[What the task requires]
Pictures do not belong in the copy; quote every entry below exactly.

[Recorded data]

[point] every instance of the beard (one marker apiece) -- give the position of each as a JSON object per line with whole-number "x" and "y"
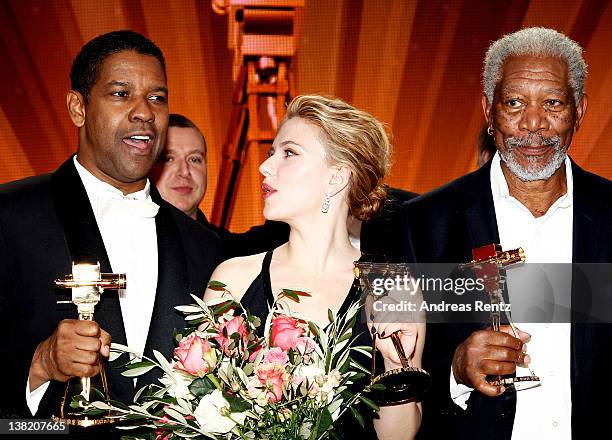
{"x": 533, "y": 170}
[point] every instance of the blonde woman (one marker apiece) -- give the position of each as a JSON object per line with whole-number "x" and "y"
{"x": 327, "y": 163}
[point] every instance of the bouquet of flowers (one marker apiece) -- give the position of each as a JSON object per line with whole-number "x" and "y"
{"x": 226, "y": 382}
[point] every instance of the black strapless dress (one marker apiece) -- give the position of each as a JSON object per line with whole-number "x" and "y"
{"x": 259, "y": 298}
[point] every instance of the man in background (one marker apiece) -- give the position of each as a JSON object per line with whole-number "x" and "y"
{"x": 181, "y": 172}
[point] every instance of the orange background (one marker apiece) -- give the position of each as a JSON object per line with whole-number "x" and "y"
{"x": 414, "y": 64}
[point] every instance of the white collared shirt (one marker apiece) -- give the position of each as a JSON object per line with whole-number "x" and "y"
{"x": 131, "y": 246}
{"x": 543, "y": 412}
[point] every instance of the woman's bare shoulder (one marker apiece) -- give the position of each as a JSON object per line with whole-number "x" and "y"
{"x": 237, "y": 274}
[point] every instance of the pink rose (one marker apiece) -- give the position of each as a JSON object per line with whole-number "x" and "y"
{"x": 304, "y": 345}
{"x": 194, "y": 355}
{"x": 234, "y": 325}
{"x": 276, "y": 355}
{"x": 255, "y": 352}
{"x": 272, "y": 376}
{"x": 285, "y": 332}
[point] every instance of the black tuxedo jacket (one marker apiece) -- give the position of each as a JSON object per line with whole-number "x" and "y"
{"x": 444, "y": 226}
{"x": 46, "y": 222}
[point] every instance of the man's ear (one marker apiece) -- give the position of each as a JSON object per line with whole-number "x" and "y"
{"x": 486, "y": 108}
{"x": 581, "y": 111}
{"x": 76, "y": 108}
{"x": 341, "y": 176}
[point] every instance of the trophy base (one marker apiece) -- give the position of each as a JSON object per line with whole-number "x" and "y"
{"x": 402, "y": 385}
{"x": 85, "y": 421}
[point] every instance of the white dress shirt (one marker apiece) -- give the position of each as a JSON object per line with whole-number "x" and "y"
{"x": 127, "y": 227}
{"x": 542, "y": 412}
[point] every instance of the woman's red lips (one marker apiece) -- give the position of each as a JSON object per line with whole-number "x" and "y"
{"x": 267, "y": 190}
{"x": 183, "y": 189}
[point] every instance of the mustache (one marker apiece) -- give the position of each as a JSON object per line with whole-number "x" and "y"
{"x": 533, "y": 140}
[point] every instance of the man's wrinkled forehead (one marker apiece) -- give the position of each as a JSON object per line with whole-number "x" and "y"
{"x": 520, "y": 72}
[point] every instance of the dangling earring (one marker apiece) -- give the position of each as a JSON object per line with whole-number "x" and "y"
{"x": 326, "y": 203}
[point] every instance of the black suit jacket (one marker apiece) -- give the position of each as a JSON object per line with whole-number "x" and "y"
{"x": 46, "y": 222}
{"x": 444, "y": 226}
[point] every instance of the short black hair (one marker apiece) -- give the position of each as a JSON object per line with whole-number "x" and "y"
{"x": 180, "y": 121}
{"x": 87, "y": 64}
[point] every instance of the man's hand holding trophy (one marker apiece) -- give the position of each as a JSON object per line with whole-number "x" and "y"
{"x": 72, "y": 353}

[Response to the task]
[point] every instance of the beard (one marker apiece) -- give the position of each as a JSON object per line with whole-number "x" and "y"
{"x": 533, "y": 170}
[point] every instance of the blonde woman (one marker apiece) -- give the position of each as a JSON object per line with whole-number "x" and "y"
{"x": 327, "y": 163}
[point] every instance of the bouquet of flowers (one marker apiece) -- give the position of each as a JSON object per line with whole-number "x" and "y"
{"x": 226, "y": 382}
[point] every instance of the black strapless dress (one marker apiece) -- give the position of each as a JSON object per line with whole-number "x" and "y"
{"x": 259, "y": 298}
[point] every instance of the man in background (one marker apiece) -- give the position of each as a JSON object per line with whole-number "x" and "y"
{"x": 181, "y": 172}
[point] every instance of the orange background (one marker apiece) -- give the position of each as a JSON object per line with whole-number "x" and "y"
{"x": 414, "y": 64}
[point] every instance of the white collared shirt (one marker apiece) -- give the position of each as a JSON object per line with whole-number "x" and "y"
{"x": 131, "y": 246}
{"x": 543, "y": 412}
[point] every instance of the woman's bare shoulder (one marker apiece) -- give the position of each as a JSON object per line with whole-number "x" and "y"
{"x": 237, "y": 274}
[point] every instance of the pink rose (one marker apiece) -- give the position of each as a JSON object per line with whole-number "x" and "y"
{"x": 304, "y": 345}
{"x": 194, "y": 355}
{"x": 234, "y": 325}
{"x": 276, "y": 355}
{"x": 255, "y": 352}
{"x": 272, "y": 376}
{"x": 285, "y": 332}
[point] every instance of the black tuxedo jacket (one marker apiece) -- give the position of each as a JSON object per line with whole-number "x" and "y"
{"x": 444, "y": 226}
{"x": 46, "y": 222}
[point] every instance of the man's ear (one marker apiece) -- give the position of each as a JSON object per line with whole-number "x" and "y"
{"x": 486, "y": 108}
{"x": 581, "y": 111}
{"x": 76, "y": 108}
{"x": 341, "y": 176}
[point] every instance of the trophy base (one marker apiece) -- give the position of each as a JSON object per line with whole-number "x" and "y"
{"x": 402, "y": 385}
{"x": 85, "y": 421}
[point] every instance of the white dress shirt (one marker apiece) -- give the position of each as a JSON object per line with whole-number "x" and "y"
{"x": 127, "y": 227}
{"x": 542, "y": 412}
[point] every instance of the woman's red lips (one marker apiece) -- give the position of each as a JSON object per line with whole-number "x" and "y"
{"x": 267, "y": 190}
{"x": 183, "y": 189}
[point] every instance of the mustache (one marker apiece) -- give the position of each as a JSON object per line with whole-number "x" and "y"
{"x": 533, "y": 140}
[point] every instance of the man's wrinkled forehead (one marker apiece) -- give the position of each as a JSON object per line with whole-number "x" and "y"
{"x": 520, "y": 72}
[point] every instance of the dangling earring (one marker apiece) -- give the position of each as a JSON object per line with whole-number "x" and "y"
{"x": 326, "y": 203}
[point] every instance of the black suit jacket (one marker apiece) -- give the position of each as a JSON object per line with whole-number "x" and "y"
{"x": 46, "y": 222}
{"x": 444, "y": 226}
[point] every instance of the short black hair (one marker apiece) -- give the position of each as a JSON object per line with whole-number "x" and "y"
{"x": 180, "y": 121}
{"x": 87, "y": 64}
[point] every instance of the man's hand holding trophy (one marker apiece) -- give the position of each as a JSON object per line with whole-number "x" and "y"
{"x": 72, "y": 353}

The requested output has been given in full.